*STORED RECORDS:*
• • • •

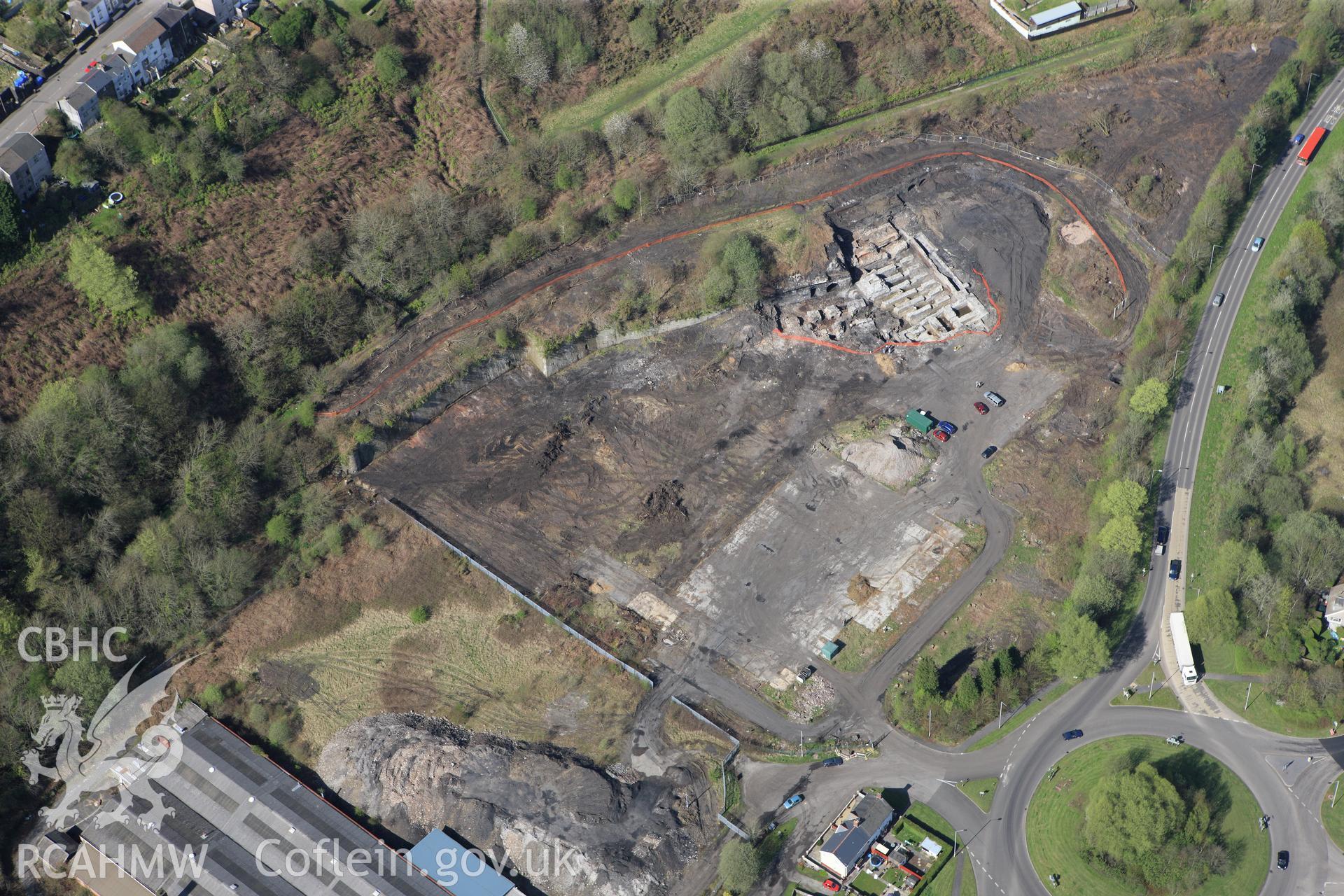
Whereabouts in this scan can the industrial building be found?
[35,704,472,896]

• • • •

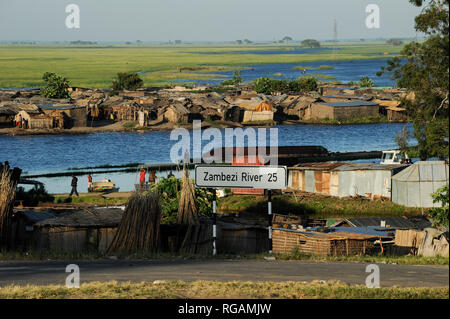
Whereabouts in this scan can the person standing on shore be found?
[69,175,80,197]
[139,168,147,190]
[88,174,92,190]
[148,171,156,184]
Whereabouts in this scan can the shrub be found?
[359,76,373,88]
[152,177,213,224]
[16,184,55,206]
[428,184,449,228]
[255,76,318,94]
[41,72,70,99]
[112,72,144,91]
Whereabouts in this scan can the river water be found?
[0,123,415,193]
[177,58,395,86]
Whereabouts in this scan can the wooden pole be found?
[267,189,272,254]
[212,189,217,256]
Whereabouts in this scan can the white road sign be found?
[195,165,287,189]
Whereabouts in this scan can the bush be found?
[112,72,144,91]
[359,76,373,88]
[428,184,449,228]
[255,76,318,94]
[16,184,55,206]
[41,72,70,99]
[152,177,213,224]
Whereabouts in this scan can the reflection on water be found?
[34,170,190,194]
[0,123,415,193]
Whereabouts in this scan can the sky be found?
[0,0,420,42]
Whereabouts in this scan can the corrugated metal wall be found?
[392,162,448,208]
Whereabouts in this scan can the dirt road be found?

• • • •

*EXERCISE PROMPT:* Copy the rows again, requests included, starting with the line that contains "Whereabouts in this scan can the sky" and going on through the line that contains "Whereabouts in this scan can the dirt". Offset every bounding-box coordinate in the answers by adding 59.

*FINAL RESULT:*
Whereabouts in this scan can the sky be found?
[59,59,479,101]
Whereabouts in this scan can the corrugated metal wall be found?
[451,221,507,267]
Whereabouts in this scan can the dirt road be found?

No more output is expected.